_PROMPT_
Please report how many lines below contain the word "tree", giving only the number. Case counts.

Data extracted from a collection

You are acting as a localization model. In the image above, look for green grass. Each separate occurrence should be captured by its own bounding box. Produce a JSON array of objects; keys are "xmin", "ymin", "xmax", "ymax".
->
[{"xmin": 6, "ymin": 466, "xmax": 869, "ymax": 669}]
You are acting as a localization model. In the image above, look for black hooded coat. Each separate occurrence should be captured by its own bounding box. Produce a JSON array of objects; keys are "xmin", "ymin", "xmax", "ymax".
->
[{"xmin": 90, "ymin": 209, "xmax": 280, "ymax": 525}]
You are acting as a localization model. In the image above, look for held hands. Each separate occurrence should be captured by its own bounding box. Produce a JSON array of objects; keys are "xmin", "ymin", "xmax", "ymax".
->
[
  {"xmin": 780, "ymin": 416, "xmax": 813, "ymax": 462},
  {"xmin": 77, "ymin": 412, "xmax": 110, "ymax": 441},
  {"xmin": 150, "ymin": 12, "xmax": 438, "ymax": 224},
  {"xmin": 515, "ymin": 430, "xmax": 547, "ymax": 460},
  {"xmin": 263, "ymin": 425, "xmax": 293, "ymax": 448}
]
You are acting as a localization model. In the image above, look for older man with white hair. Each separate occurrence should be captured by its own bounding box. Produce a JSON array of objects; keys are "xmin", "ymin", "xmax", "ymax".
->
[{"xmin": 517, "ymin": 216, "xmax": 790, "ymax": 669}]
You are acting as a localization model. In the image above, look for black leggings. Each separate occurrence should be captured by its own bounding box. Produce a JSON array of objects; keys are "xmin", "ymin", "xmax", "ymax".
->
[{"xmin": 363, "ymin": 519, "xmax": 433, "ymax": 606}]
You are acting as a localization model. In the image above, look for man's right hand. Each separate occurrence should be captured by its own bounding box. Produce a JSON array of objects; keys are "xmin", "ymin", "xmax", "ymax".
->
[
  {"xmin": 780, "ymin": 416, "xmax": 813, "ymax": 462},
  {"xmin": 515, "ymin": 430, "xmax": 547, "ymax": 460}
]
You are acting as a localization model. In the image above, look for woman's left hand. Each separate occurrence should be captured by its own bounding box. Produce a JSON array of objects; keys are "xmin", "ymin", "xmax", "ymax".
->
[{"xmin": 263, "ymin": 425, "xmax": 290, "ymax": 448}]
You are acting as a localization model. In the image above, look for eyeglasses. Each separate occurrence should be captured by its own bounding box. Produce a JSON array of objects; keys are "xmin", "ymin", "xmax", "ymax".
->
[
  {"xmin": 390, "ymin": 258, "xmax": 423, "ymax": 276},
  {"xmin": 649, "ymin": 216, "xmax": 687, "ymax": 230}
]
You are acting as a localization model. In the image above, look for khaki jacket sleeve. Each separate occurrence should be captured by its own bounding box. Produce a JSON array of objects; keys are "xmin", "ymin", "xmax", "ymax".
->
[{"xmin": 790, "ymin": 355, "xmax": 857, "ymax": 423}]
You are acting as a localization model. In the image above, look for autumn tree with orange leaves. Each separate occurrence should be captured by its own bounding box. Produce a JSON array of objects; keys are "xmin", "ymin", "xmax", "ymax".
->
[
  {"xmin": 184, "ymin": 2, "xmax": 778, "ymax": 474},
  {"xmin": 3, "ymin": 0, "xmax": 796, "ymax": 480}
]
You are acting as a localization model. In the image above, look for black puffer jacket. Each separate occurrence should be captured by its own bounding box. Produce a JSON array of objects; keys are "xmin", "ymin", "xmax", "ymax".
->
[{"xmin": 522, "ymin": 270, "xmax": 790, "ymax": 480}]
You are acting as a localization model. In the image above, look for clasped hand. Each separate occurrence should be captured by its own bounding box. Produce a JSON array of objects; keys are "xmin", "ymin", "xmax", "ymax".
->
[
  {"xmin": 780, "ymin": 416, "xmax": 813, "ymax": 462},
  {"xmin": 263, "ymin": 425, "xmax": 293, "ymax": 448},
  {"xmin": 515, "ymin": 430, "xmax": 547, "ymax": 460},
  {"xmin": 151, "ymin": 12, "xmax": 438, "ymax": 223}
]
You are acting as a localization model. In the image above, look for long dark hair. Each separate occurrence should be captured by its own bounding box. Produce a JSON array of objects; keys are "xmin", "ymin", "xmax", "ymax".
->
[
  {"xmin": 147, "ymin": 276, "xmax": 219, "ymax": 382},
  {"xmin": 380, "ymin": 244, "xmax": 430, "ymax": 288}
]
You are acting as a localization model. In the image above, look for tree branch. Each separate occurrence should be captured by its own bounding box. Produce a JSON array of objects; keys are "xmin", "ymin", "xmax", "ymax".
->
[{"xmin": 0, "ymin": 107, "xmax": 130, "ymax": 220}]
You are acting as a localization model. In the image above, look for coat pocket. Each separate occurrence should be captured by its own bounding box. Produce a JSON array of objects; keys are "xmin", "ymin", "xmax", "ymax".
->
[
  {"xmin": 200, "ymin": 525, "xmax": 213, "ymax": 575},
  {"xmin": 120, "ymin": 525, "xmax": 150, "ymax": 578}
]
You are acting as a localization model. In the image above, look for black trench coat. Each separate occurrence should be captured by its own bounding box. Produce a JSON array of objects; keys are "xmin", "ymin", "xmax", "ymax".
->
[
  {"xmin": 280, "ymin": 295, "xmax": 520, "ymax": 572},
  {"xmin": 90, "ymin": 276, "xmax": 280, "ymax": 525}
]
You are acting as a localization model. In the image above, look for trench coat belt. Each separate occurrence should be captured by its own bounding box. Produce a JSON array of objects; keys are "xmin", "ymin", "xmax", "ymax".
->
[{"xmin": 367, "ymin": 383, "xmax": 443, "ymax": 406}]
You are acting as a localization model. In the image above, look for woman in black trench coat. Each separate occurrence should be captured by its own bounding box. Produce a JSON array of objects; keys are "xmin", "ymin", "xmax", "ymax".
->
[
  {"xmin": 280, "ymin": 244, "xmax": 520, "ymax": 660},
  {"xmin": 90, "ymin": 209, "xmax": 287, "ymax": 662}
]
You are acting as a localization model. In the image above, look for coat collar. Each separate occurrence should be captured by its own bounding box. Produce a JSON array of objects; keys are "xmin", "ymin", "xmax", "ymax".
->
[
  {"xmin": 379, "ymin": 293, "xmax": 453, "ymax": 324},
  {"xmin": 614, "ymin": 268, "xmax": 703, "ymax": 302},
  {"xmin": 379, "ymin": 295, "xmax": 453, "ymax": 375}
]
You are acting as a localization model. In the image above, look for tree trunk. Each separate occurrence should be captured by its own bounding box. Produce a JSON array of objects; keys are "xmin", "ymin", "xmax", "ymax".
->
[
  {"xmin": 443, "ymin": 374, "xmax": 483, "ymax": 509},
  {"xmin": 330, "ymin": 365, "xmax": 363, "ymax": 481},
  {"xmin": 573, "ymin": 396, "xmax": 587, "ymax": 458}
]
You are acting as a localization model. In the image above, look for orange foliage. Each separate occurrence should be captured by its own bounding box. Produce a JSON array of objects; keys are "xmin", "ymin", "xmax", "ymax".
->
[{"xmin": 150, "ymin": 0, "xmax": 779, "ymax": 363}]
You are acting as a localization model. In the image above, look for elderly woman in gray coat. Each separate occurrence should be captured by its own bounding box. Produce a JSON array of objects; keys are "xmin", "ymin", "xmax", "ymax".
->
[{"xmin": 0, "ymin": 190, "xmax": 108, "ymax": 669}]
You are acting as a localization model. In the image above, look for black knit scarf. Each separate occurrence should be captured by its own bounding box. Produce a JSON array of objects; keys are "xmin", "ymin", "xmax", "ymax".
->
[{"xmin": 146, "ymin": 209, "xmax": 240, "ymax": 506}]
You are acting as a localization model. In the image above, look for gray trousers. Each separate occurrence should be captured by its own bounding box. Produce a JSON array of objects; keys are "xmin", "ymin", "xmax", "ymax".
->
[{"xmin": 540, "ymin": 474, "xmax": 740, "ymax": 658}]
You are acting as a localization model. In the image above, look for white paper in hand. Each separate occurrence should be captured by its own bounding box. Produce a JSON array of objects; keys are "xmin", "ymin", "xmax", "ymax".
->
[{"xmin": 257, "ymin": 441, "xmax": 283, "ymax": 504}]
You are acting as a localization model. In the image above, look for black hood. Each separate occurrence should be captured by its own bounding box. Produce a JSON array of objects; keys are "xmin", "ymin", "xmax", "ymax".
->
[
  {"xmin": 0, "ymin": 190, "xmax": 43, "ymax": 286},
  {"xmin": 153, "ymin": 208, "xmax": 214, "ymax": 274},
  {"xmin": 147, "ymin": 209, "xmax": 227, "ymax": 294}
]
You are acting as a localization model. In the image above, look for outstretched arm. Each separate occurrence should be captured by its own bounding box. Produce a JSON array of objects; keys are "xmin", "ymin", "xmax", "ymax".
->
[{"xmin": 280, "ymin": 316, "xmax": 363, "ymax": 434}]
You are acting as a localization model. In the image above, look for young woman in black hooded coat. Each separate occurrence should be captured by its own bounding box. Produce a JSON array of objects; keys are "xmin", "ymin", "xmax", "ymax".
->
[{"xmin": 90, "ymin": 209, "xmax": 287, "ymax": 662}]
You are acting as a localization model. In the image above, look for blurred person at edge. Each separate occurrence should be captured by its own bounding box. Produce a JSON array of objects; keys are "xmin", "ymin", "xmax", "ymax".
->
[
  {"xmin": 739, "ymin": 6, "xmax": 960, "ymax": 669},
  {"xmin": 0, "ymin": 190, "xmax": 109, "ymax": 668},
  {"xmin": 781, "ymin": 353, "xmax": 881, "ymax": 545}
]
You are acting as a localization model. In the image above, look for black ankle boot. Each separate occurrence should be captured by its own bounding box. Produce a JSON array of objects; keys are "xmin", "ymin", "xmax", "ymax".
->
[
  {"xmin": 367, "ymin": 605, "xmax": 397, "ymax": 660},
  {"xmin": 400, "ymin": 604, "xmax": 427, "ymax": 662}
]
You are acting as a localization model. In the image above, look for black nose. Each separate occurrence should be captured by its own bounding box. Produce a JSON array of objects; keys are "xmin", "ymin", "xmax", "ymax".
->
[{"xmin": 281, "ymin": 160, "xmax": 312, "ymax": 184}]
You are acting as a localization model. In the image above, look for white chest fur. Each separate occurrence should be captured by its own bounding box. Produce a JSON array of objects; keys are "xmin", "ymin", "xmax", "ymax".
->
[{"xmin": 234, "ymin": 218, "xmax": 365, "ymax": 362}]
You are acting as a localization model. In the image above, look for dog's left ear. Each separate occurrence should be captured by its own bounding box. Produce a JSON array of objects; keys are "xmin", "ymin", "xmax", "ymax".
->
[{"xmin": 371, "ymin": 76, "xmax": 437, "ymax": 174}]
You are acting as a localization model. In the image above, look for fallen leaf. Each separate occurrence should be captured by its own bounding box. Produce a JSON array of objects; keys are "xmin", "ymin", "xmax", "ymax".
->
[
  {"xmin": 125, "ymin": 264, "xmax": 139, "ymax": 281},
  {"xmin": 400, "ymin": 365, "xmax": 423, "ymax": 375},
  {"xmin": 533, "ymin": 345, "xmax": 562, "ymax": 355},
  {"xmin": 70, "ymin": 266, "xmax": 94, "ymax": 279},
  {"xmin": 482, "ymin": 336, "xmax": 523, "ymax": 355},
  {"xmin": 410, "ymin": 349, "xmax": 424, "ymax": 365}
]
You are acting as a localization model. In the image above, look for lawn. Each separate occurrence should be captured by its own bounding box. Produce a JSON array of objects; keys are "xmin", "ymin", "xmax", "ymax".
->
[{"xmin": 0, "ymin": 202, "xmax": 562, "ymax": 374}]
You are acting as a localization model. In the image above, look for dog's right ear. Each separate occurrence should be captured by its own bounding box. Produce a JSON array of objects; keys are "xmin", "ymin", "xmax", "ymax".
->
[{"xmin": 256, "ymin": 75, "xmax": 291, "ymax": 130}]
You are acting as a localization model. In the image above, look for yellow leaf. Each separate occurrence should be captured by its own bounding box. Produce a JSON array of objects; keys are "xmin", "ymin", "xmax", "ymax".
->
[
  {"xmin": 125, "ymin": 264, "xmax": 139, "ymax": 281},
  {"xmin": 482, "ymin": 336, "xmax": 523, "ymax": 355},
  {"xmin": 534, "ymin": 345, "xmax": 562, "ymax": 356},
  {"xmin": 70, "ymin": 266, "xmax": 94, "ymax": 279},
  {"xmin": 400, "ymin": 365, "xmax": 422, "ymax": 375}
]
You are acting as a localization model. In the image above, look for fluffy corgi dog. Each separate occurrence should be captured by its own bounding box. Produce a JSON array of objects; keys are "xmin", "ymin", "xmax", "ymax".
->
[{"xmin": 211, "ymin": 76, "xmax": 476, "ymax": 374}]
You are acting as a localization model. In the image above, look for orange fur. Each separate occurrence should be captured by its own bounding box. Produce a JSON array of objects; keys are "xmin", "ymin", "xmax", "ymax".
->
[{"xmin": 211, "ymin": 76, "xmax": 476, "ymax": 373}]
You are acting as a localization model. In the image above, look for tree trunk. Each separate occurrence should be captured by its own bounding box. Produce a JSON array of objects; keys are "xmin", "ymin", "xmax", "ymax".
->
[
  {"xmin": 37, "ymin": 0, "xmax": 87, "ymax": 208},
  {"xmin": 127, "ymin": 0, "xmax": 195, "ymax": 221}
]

_THE REPLY_
4